• [TASK GOAL] Check each line of the data for "dark" and select those that have it.

• [PROVIDED RECORDS]

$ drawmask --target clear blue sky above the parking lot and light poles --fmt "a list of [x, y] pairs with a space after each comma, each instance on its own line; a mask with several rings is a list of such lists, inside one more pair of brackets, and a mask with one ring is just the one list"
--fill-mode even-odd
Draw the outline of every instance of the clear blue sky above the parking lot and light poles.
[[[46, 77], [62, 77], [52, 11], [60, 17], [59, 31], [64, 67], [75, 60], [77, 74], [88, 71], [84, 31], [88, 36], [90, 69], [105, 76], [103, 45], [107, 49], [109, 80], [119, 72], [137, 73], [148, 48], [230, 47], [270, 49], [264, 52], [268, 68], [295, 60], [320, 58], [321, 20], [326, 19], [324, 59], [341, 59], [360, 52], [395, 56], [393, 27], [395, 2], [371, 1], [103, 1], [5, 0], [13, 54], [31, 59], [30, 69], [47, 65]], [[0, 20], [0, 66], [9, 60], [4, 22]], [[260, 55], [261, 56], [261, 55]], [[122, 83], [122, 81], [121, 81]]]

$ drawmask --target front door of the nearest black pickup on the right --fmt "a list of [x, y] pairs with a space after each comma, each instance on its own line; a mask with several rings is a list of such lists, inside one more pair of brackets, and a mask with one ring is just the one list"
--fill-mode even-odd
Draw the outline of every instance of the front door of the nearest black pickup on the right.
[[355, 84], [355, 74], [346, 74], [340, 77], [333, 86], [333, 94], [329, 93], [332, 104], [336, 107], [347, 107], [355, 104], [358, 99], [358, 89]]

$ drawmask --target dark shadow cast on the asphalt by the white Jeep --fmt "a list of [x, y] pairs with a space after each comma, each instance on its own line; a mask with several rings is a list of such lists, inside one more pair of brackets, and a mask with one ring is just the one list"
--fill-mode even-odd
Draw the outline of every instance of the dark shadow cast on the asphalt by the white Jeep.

---

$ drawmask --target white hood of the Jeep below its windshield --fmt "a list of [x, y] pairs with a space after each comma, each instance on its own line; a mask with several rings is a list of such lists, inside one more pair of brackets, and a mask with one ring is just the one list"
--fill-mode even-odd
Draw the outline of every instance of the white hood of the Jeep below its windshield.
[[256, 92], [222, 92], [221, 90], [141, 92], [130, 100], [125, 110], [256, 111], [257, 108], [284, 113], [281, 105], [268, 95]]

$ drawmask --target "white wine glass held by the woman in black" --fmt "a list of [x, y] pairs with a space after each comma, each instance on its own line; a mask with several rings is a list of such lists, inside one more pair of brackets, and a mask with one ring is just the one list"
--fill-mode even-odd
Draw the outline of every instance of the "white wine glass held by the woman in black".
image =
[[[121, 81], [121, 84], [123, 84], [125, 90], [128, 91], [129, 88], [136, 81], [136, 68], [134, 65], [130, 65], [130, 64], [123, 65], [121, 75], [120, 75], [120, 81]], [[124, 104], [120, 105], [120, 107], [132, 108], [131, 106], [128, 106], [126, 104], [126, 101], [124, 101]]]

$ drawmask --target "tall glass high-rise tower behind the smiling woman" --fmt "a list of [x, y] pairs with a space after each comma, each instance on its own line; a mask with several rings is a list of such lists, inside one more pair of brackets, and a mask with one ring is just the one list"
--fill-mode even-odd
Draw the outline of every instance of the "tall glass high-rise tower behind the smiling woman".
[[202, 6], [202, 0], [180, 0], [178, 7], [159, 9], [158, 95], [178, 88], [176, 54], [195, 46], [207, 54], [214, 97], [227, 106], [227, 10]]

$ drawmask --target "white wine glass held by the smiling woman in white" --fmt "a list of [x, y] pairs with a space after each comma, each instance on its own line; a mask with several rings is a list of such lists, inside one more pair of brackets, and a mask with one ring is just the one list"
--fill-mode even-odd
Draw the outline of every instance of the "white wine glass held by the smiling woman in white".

• [COMPLETED TASK]
$ drawmask --target dark shadow cast on the asphalt by the white Jeep --fmt "a list of [x, y] pairs with a space after each comma, each instance on its own line; a mask with several rings is a list of such lists, inside one more pair of brackets, and a mask with one ring is just the one list"
Draw the outline of every instance of the dark shadow cast on the asphalt by the white Jeep.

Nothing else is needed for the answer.